* Extract

··········

Editorial Jewelry Photography
For editorial jewelry for photographers, the type of camera you’re using is important.
You will need a mid-level camera or a high-quality professional-grade DSLR. It depends on whether your photoshoot is for print or online, outdoors or in a studio. You also need to consider what your client’s needs are.
When getting into commercial work, the megapixel count of your camera can be crucial. The larger the number of megapixels, the bigger and higher quality the print will be. Luckily, many newer cameras have high megapixels at somewhat lower costs.
3. Pick the Right Lens for Jewelry Photography
The camera body may not be as significant. But the lens will either make or break your jewelry product photography
When you photograph a product, it should be as true to life as possible.
In editorial photography there is more leeway on being creative. But you still want to ensure that your jewelry pieces remain accurate.
Usually, you’ll want to go for a standard lens. Also known as normal lenses, standard lenses produce an image that roughly matches what the human eye sees. The image looks natural to the viewer.
Standard lenses have an angle of view of around 50 to 55 degrees diagonally. They are some of the easiest lenses to use because you do not have to factor in any form of distortion.
A popular choice for jewelry detail shots are macro lenses. A macro lens is for photographing small subjects at very close distances. A big benefit to the macro lens is the fact that their focusing limit is very close to the glass. You can learn how to shoot stunning images with our Macro Magic course.
4. Invest in the Right Lighting Setup
Much like the lens, the lighting setup will also impact your jewelry photos.

··········

Position annotation records
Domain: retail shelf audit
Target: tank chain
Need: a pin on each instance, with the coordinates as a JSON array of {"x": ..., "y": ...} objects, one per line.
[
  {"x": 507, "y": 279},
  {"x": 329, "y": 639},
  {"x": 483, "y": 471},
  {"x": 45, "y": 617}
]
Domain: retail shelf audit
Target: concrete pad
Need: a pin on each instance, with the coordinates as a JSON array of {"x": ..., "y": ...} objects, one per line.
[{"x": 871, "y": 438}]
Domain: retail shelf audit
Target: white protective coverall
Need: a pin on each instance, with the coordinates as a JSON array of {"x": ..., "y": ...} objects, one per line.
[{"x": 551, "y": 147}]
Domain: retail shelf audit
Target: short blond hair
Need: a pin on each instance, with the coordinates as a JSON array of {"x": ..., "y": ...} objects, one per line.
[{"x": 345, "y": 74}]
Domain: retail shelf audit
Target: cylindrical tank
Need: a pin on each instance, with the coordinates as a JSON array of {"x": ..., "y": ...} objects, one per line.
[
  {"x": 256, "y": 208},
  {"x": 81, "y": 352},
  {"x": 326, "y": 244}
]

··········

* Problems to work on
[A] Answer these questions using the jewelry photography text:
(i) What two kinds of camera does the text say you will need?
(ii) What angle of view do standard lenses have?
(iii) What is a macro lens for?
[B] Repeat the stretch of the jewelry photography text from "Standard lenses have" through "Macro Magic course.".

* Expected outputs
[A]
(i) A mid-level camera or a high-quality professional-grade DSLR.
(ii) Around 50 to 55 degrees diagonally.
(iii) Photographing small subjects at very close distances.

[B]
Standard lenses have an angle of view of around 50 to 55 degrees diagonally. They are some of the easiest lenses to use because you do not have to factor in any form of distortion.
A popular choice for jewelry detail shots are macro lenses. A macro lens is for photographing small subjects at very close distances. A big benefit to the macro lens is the fact that their focusing limit is very close to the glass. You can learn how to shoot stunning images with our Macro Magic course.